- _Exercise requirements_
(a) Reproduce everything from "Another big reason" down to "attention it receives." in the post on running DeepSeek locally in Cursor.
(b) Continue the post on connecting Cursor to a local DeepSeek model from where it stops.

- _Supplied text_
=-=-=-=-=

How to use local DeepSeek in Cursor

Cover Image for How to use local DeepSeek in Cursor
Image by Jim Clyde Monge
Visit pacebits.com for my recent projects

Introduction

Cursor, with its AI-powered features, has significantly boosted my productivity in daily development work. DeepSeek has also become a buzzword in recent weeks.

In this blog post, I'll guide you through the process of connecting Cursor with a locally running DeepSeek model. By the end of this post, you will have a seamless integration set up, enabling you to enjoy the power of AI without too many external dependencies.

Why?

Let's be honest, saving money is my primary motivation for setting up a local LLM model and connecting Cursor with it. This way, I don't need to pay the subscription fee for Cursor (though I'll have to say goodbye to some features), nor do I need to pay for the cost of calling APIs from OpenAI or other providers.

Another big reason is that DeepSeek had to disable user sign-ups from outside of mainland China due to massive malicious attacks. Even if Cursor could support DeepSeek natively today, I would not be able to get a DeepSeek API key at this moment. Additionally, the service of DeepSeek appears to be unstable, likely due to the high attention it receives.

Besides these reasons, there are more benefits like better privacy and data control, reliability, and customization. However, we both know these might be moot points.

How?

Let's jump into the most interesting part - how to set everything up. Note that this is one way of using local DeepSeek in Cursor, not the only way. If you don't like any tool I use, feel free to use your favorite alternatives. Also, I did all these on my MacBook, which will differ from how it would work on Linux or Windows. Still, I hope this will be a useful reference for everyone.

=-=-=-=-=

- _Given information_

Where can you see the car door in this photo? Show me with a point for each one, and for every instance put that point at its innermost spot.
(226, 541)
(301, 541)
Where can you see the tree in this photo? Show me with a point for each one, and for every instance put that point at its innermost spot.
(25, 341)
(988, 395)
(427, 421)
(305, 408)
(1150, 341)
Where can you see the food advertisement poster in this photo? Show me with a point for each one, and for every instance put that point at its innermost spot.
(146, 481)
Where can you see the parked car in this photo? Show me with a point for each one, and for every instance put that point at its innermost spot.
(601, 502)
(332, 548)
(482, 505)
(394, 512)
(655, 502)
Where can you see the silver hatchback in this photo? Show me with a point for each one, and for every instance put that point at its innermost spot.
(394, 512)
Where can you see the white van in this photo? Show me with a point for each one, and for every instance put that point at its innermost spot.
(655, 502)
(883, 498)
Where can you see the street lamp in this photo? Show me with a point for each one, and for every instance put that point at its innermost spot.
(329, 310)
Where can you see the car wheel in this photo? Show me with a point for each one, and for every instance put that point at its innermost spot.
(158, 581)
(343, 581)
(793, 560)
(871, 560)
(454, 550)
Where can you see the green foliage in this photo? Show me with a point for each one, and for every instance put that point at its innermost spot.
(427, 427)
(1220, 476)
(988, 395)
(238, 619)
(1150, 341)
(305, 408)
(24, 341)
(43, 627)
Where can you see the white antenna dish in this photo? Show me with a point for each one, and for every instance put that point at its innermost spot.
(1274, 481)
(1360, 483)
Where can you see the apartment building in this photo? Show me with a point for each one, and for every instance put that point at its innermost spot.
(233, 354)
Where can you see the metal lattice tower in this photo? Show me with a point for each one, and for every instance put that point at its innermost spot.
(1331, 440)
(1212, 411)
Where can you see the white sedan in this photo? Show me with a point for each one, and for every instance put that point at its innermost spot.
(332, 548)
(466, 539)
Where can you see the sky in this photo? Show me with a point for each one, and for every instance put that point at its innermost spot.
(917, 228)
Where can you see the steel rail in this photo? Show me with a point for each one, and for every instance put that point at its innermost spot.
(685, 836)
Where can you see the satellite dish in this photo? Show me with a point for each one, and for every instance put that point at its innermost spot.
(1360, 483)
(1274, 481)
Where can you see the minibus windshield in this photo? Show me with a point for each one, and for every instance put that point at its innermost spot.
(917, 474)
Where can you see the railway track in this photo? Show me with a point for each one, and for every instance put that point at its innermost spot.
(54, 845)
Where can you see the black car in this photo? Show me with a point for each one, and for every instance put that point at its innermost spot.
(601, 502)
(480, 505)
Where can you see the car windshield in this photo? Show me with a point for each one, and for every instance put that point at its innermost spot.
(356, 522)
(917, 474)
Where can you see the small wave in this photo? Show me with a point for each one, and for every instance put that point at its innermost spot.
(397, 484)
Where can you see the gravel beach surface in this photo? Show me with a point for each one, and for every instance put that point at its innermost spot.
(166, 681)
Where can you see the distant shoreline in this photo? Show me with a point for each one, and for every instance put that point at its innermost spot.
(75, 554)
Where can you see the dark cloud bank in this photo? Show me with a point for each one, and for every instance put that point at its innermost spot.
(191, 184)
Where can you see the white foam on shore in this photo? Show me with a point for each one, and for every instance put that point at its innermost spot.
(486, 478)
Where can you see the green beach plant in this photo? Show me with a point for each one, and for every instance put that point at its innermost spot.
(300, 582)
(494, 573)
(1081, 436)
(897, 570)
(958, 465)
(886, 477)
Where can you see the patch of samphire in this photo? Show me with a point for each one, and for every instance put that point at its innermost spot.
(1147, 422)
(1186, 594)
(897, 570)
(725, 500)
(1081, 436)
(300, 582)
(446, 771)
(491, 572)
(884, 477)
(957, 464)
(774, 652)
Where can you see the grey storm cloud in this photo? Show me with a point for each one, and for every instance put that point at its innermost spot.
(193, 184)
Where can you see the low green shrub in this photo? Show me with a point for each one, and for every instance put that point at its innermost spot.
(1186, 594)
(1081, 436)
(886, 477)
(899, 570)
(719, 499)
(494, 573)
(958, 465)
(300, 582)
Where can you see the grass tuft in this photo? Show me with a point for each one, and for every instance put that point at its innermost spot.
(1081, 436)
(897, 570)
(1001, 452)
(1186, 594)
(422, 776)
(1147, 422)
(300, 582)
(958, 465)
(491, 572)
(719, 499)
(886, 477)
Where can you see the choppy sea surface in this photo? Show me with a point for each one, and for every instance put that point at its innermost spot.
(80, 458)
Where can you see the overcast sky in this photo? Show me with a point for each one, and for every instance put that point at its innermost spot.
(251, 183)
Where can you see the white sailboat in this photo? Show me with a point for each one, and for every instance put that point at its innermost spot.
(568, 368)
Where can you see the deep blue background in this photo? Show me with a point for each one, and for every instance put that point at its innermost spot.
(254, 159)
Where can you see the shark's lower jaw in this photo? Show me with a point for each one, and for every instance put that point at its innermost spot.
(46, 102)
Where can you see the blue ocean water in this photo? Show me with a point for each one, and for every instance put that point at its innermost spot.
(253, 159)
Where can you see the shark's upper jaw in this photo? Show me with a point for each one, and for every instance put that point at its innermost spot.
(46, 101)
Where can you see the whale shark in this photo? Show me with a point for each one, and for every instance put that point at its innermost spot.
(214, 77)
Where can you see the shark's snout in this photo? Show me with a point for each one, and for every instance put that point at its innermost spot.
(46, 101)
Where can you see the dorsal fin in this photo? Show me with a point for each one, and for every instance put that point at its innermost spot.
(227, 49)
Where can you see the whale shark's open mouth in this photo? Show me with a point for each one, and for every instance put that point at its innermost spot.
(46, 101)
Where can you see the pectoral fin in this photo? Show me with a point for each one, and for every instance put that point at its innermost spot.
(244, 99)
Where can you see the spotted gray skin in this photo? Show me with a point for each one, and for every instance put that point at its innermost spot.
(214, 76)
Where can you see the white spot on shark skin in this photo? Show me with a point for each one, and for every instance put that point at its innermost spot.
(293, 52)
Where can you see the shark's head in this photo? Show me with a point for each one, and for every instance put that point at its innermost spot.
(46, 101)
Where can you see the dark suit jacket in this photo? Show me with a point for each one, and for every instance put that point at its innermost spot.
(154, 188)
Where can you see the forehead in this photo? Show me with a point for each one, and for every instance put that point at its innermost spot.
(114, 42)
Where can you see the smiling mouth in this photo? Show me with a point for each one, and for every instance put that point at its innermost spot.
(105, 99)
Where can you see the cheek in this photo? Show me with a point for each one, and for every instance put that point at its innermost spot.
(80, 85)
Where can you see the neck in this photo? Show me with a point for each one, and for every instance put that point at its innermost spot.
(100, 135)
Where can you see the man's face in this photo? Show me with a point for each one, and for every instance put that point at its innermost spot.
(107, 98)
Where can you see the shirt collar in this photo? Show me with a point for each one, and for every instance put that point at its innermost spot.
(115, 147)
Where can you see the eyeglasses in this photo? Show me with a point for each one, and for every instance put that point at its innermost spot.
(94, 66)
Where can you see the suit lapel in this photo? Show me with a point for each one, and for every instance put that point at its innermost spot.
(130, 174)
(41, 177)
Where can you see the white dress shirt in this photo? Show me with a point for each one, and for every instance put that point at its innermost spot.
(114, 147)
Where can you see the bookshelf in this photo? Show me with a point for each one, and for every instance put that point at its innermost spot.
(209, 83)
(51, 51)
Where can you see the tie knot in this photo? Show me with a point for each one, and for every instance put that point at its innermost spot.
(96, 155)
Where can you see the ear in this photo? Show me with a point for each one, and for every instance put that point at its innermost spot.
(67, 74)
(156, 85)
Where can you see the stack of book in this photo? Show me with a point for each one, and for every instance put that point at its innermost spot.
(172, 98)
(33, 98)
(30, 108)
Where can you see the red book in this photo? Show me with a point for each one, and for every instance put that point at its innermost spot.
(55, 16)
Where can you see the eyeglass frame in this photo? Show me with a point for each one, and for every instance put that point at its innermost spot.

=-=-=-=-=

- _Exercise responses_
(a)
Another big reason is that DeepSeek had to disable user sign-ups from outside of mainland China due to massive malicious attacks. Even if Cursor could support DeepSeek natively today, I would not be able to get a DeepSeek API key at this moment. Additionally, the service of DeepSeek appears to be unstable, likely due to the high attention it receives.

(b)
Step 1: Install Ollama, and run DeepSeek with it

DeepSeek's official documentation recommends a few tools for running the model locally, but I opted for Ollama due to its simplicity. I don't need to worry too much about how the model works under the hood. (I tried setting it up with LMDeploy, but it required installing PyTorch with CUDA, which is not an option on macOS.)

To install Ollama, you can download the installer from Ollama's website, or alternatively, install it with HomeBrew:

% brew install ollama

...

% ollama --version
ollama version is 0.5.7

With Ollama, you will be able to pull the DeepSeek model and run it locally.


% ollama pull deepseek-r1

pulling manifest
...

writing manifest
success

% ollama list

NAME                        ID              SIZE      MODIFIED
deepseek-r1:latest          0a8c26691023    4.7 GB    9 days ago
llama3.2:latest             a80c4f17acd5    2.0 GB    9 days ago

This page lists the DeepSeek models, including all those distilled ones. In a later section of this blog post, I will discuss how I experimented with them and which one I ended up using.

With the DeepSeek model pulled locally, you can either run the model and chat with it or call the local APIs at http://localhost:11434. Ollama supports APIs with OpenAI schema, which allows us to connect it with Cursor. Let's try calling the API before moving on to the next step.

% curl http://localhost:11434/v1/chat/completions -H "Content-Type: application/json" -d '{
  "messages": [
    {
      "role": "system",
      "content": "You are a test assistant."
    },
    {
      "role": "user",
      "content": "Testing. Just say hi and nothing else."
    }
  ],
  "model": "deepseek-r1"
}'

{"id":"chatcmpl-258","object":"chat.completion","created":1739430390,"model":"deepseek-r1","system_fingerprint":"fp_ollama","choices":[{"index":0,"message":{"role":"assistant","content":"\u003cthink\u003e\nAlright, the user has sent \"Testing. Just say hi and nothing else.\"\n\nHmm, so they might be trying out how my response works.\n\nMaybe they just want to interact with me without any specific question first.\n\nI should respond in a friendly way to keep the conversation going.\n\u003c/think\u003e\n\nHello! How can I assist you today?"},"finish_reason":"stop"}],"usage":{"prompt_tokens":18,"completion_tokens":70,"total_tokens":88}}

Step 2: Set up Cloudflare tunnel

Now that you have the DeepSeek model working locally, there is a key missing part - Cursor cannot talk to your localhost endpoint directly. This is because, when you chat with Cursor, the requests will be sent to Cursor's backend service first, and those services will then interact with OpenAI or Anthropic models or whatever endpoint you provide, which cannot be something like http://localhost:11434.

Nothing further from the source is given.